EXERCISE REQUIREMENTS: Can you reproduce the listing below with every "positive clicks" switched to "foreground clicks" and everything else left unchanged?

# # # # # # #

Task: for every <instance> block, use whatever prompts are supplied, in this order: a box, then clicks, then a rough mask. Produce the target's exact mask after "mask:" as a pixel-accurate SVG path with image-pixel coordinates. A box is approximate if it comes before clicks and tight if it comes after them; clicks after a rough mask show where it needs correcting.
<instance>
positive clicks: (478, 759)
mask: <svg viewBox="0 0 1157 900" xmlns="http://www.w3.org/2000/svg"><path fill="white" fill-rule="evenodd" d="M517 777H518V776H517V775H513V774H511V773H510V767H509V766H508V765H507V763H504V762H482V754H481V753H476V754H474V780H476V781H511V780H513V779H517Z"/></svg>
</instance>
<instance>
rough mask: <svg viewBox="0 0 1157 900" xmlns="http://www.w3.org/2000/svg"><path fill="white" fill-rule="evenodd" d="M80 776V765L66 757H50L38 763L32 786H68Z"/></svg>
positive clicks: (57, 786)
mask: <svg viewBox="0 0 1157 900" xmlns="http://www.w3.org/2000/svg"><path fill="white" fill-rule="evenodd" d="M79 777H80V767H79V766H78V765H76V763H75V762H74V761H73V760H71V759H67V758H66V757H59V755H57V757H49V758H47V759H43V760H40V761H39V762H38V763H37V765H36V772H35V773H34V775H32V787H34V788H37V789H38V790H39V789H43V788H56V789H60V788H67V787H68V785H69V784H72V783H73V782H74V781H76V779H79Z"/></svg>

# # # # # # #

OUTPUT:
Task: for every <instance> block, use whatever prompts are supplied, in this order: a box, then clicks, then a rough mask. Produce the target's exact mask after "mask:" as a pixel-accurate SVG path with image-pixel coordinates. A box is approximate if it comes before clicks and tight if it comes after them; clicks after a rough mask show where it needs correcting.
<instance>
foreground clicks: (478, 759)
mask: <svg viewBox="0 0 1157 900" xmlns="http://www.w3.org/2000/svg"><path fill="white" fill-rule="evenodd" d="M517 777H518V776H517V775H513V774H511V773H510V767H509V766H508V765H507V763H504V762H482V754H481V753H476V754H474V780H476V781H511V780H513V779H517Z"/></svg>
</instance>
<instance>
rough mask: <svg viewBox="0 0 1157 900" xmlns="http://www.w3.org/2000/svg"><path fill="white" fill-rule="evenodd" d="M80 776V765L66 757H50L38 763L32 786H68Z"/></svg>
foreground clicks: (57, 786)
mask: <svg viewBox="0 0 1157 900" xmlns="http://www.w3.org/2000/svg"><path fill="white" fill-rule="evenodd" d="M79 777H80V767H79V766H78V765H76V763H75V762H74V761H73V760H71V759H67V758H66V757H59V755H57V757H49V758H47V759H43V760H40V761H39V762H38V763H37V765H36V772H35V773H34V775H32V787H34V788H37V789H38V790H39V789H43V788H56V789H60V788H67V787H68V785H69V784H72V783H73V782H74V781H76V779H79Z"/></svg>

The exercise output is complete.